> [Records shown]
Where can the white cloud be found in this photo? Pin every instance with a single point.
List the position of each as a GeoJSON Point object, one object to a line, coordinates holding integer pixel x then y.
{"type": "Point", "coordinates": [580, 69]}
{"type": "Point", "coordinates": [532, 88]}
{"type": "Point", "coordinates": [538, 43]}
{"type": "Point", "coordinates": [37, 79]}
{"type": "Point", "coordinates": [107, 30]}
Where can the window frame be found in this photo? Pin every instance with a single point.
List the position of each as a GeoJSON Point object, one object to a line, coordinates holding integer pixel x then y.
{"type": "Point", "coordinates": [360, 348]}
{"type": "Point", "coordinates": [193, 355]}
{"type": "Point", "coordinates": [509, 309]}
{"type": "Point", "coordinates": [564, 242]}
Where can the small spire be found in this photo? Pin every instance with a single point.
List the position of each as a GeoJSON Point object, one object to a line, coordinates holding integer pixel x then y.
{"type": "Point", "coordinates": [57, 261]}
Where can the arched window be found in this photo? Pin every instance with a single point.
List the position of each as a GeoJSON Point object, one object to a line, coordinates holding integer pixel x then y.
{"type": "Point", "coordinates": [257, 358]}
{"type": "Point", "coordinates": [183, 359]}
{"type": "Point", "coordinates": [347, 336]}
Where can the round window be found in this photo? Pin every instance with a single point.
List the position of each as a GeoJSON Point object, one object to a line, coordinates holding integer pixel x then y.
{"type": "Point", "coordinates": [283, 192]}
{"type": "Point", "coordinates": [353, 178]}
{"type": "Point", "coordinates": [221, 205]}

> [Your task]
Retype all of the data above, line for line, with nothing changed.

> [Written solution]
Where can the white cloud be found in this photo? Pin every instance with a single point.
List the position of each as a GeoJSON Point object, one object to a line, coordinates holding integer pixel x then y.
{"type": "Point", "coordinates": [580, 69]}
{"type": "Point", "coordinates": [532, 88]}
{"type": "Point", "coordinates": [538, 43]}
{"type": "Point", "coordinates": [37, 79]}
{"type": "Point", "coordinates": [107, 30]}
Where can the window frame be found in this photo? Pin every instance with a single point.
List the position of each as a GeoJSON Point object, one object to a line, coordinates holding integer pixel x then y.
{"type": "Point", "coordinates": [360, 348]}
{"type": "Point", "coordinates": [193, 355]}
{"type": "Point", "coordinates": [509, 309]}
{"type": "Point", "coordinates": [564, 242]}
Where can the small spire be found in this photo? Pin every instance with a single point.
List the position of each as a GeoJSON Point object, one object to a line, coordinates holding integer pixel x then y.
{"type": "Point", "coordinates": [57, 261]}
Where can the arched window be found in this photo? Pin every instance with a single point.
List the position of each as a GeoJSON Point object, one object to a line, coordinates holding integer pixel x then y.
{"type": "Point", "coordinates": [257, 358]}
{"type": "Point", "coordinates": [183, 359]}
{"type": "Point", "coordinates": [347, 336]}
Where can the round window be found in this photo? Pin every instance with a single point.
List the position of each as a GeoJSON Point object, one object to a line, coordinates holding integer pixel x then y.
{"type": "Point", "coordinates": [283, 192]}
{"type": "Point", "coordinates": [353, 178]}
{"type": "Point", "coordinates": [221, 205]}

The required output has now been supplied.